··· Reading passage

Actually, I replaced the dedicated adder with the ling adder in the critical path only, and it improved fmax by 7 MHz. I tried to use the ling adder in others paths, and it decreased fmax. So I agree with you, the dedicated FPGA hardware does a good job in most of the cases.
To constraint my design, I use a .sdc file. It looks like:
create_clock -name {clk} -period 5.000 -waveform { 0.000 2.500 } [get_ports {clk}]
derive_clocks -period "1.0"
Clk is the source clk (200 MHz). Many dividers are used to get the three others clocks (sys_clk, sram_clk, sp_clk). The fmax summary shows:
sys_clk fmax = 54 MHz (100 MHz expected because a divider by 2 is used).
sram_clk fmax = 150 MHz (100 MHz expected because a divider by 2 is used).
sp_clk fmax = 120 MHz (50 MHz expected because a divider by 2 is used).
According to these results, the sys_clk does not meet the timing requirements. I don't expect 100 MHz but just to get a little bit closer. So I'm thinking maybe I don't constraint the system the right way, maybe Quartus is trying to optimize both frequencies, and not sys_clk only. What do you think ?
Another question: I'm using Design Space Explorer to find the best settings in terms of performance. The report shows:
BASE SETTINGS : sys_clk worst case slack: -9.640 ns.
sys_clk fmax: 61.2 MHz.
POINT 16 SETTINGS (BEST POINT): sys_clk worst case slack: -9.323 ns.
sys_clk fmax: 56.45 MHz.
The slack is better, but surprising enough fmax is worst. Why ?
Thanks!
Julien

······

# Work to do:
[1] Answer these questions about the FPGA timing post, one line each:
(a) By how much did fmax improve when the ling adder replaced the dedicated adder in the critical path?
(b) What frequency is given for the source clock clk?
(c) What sys_clk worst case slack does the report give for the point 16 settings?
[2] Retype the part of the FPGA timing post from "POINT 16 SETTINGS" up to and including "worst. Why ?".

··· Dataset entries

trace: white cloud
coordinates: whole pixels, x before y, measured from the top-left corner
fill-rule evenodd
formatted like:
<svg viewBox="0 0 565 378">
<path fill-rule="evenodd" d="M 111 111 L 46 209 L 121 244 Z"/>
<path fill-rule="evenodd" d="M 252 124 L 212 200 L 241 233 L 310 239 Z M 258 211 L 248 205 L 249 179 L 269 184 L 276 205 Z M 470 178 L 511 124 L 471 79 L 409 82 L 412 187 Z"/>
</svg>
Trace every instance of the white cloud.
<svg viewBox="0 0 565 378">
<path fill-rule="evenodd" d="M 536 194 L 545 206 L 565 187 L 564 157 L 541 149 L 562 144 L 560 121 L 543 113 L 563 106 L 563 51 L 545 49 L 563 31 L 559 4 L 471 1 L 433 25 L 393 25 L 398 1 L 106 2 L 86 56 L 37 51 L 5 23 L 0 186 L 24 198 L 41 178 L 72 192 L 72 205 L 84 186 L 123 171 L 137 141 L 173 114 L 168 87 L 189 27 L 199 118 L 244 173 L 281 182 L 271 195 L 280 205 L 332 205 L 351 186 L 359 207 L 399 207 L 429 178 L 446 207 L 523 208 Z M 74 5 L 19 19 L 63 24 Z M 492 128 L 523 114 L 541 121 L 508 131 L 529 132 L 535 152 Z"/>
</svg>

······

# Results of the exercise:
[1]
(a) 7 MHz
(b) 200 MHz
(c) -9.323 ns

[2]
POINT 16 SETTINGS (BEST POINT): sys_clk worst case slack: -9.323 ns.
sys_clk fmax: 56.45 MHz.
The slack is better, but surprising enough fmax is worst. Why ?